Put the lines of the records below into a JSON list of strings, one string per line, leaving out blank lines. Include only the lines starting at the one that contains "For every <instance>" and ending at the one that contains "12L398 0L387 2L383".
─── Data excerpts ───
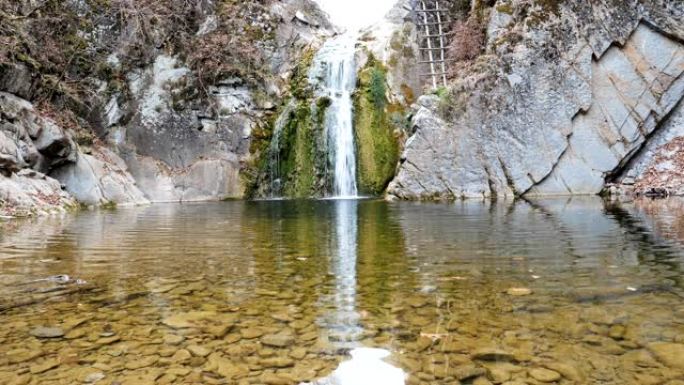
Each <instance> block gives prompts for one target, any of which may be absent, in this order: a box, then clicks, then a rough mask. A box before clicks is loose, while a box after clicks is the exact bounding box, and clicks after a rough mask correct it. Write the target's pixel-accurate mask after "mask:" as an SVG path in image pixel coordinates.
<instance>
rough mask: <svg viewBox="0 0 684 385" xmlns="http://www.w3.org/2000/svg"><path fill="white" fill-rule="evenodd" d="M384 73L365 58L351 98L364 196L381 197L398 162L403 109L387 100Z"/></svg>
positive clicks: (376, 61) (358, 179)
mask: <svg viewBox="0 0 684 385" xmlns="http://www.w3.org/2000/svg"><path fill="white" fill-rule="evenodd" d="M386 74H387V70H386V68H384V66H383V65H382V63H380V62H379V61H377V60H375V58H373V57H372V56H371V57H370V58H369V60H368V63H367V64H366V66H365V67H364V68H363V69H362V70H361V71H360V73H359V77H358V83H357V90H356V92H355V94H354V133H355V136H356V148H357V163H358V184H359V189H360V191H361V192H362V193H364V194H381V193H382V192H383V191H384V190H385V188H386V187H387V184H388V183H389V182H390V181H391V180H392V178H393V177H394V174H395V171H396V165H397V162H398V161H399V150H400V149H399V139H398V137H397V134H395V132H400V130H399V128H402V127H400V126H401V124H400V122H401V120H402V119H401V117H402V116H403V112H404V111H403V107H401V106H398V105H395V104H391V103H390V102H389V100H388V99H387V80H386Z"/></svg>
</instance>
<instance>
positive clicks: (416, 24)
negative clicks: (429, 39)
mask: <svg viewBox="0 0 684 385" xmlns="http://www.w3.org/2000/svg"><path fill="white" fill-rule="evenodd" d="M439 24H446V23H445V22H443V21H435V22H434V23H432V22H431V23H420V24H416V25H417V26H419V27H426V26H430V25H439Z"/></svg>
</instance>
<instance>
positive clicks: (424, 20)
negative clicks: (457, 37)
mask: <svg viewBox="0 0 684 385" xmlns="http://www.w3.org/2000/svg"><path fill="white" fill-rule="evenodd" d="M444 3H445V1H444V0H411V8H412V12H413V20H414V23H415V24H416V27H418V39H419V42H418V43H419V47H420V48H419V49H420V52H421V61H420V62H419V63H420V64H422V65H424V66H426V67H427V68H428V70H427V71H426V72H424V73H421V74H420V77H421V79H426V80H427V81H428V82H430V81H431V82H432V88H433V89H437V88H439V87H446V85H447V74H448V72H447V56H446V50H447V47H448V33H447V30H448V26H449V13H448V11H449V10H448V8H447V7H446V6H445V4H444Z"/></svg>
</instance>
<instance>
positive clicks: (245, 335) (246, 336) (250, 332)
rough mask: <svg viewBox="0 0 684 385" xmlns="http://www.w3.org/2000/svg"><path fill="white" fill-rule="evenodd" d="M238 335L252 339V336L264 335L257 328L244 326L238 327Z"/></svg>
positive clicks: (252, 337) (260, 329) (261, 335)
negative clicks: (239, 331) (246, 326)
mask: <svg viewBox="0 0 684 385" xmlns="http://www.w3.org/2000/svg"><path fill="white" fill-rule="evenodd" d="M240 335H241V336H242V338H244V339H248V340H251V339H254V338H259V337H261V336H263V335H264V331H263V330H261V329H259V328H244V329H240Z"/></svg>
───
─── Data excerpts ───
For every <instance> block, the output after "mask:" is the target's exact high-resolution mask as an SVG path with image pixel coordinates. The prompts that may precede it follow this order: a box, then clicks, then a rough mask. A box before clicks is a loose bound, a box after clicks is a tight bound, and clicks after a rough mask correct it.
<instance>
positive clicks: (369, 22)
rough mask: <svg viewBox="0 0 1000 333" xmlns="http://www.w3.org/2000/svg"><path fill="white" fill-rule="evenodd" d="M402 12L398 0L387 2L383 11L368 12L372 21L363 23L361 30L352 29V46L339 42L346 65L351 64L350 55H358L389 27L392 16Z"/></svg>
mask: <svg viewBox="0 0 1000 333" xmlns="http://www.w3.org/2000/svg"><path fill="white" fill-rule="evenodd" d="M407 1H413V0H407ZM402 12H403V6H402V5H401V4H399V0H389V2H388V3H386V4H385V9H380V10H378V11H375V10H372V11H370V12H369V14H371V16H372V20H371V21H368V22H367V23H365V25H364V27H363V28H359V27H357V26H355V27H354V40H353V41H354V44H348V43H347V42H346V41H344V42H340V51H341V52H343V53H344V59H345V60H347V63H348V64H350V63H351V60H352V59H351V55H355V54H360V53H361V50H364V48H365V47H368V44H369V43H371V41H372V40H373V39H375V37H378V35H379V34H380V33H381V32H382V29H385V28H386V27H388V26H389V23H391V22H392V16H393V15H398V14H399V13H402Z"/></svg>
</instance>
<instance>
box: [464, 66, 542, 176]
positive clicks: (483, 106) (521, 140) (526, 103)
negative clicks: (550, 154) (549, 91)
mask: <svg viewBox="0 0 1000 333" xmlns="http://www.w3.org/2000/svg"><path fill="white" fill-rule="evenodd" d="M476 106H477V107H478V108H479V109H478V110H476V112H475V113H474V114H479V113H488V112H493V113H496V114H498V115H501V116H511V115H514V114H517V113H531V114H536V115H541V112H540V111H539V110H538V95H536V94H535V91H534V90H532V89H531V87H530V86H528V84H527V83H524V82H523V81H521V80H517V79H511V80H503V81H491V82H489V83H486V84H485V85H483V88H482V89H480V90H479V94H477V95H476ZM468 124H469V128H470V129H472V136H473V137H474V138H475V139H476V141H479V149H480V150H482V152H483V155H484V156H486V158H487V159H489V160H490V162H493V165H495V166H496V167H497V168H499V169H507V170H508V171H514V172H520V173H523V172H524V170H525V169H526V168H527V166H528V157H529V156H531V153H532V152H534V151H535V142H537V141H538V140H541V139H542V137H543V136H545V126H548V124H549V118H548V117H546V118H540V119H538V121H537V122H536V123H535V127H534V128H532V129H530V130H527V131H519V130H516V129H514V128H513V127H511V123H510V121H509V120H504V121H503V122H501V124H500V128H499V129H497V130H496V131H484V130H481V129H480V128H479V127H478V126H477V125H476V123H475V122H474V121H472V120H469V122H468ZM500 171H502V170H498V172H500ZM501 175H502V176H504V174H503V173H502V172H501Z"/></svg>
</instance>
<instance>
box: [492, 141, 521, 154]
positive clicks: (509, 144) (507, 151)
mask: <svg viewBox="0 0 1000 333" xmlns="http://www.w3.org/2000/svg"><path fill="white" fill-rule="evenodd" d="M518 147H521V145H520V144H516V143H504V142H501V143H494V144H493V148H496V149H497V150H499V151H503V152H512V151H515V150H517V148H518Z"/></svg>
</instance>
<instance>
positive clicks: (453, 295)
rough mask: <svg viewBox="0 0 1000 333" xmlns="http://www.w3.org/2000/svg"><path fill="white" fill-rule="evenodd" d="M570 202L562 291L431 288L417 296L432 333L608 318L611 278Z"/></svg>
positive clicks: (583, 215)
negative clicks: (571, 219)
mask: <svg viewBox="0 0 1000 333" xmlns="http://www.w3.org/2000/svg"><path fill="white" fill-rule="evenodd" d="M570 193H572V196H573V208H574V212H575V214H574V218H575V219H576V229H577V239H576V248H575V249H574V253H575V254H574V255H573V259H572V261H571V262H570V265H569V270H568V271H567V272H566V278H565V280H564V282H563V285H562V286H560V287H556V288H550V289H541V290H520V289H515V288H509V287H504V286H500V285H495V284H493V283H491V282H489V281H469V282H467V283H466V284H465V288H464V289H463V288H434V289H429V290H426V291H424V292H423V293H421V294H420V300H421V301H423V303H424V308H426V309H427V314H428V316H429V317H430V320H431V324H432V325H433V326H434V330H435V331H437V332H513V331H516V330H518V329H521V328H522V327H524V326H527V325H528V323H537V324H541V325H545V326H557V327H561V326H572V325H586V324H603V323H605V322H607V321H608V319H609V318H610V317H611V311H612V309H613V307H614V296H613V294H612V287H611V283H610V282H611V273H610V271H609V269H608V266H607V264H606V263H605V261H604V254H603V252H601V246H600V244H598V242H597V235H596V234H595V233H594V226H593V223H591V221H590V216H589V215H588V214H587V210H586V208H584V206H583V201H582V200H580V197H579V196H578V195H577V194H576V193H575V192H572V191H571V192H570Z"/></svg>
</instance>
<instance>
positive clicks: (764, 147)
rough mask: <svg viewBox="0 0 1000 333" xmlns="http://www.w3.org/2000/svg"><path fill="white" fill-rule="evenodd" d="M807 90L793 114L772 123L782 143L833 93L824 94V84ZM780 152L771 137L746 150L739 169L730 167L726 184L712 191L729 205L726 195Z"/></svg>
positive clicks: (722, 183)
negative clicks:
───
*Task result*
[
  "For every <instance> block, the output after \"mask:\" is the target's exact high-resolution mask as an SVG path with image pixel coordinates. The prompts that may precede it follow this order: a box, then clicks, then a rough mask. A box before clicks is a loose bound, a box after clicks is a tight bound, and clicks after a rough mask correct it.",
  "<instance>",
  "positive clicks: (369, 22)",
  "rough mask: <svg viewBox=\"0 0 1000 333\" xmlns=\"http://www.w3.org/2000/svg\"><path fill=\"white\" fill-rule=\"evenodd\" d=\"M402 12L398 0L387 2L383 11L368 12L372 21L363 23L361 30L352 29V46L339 42L346 65L351 64L350 55H358L389 27L392 16Z\"/></svg>"
]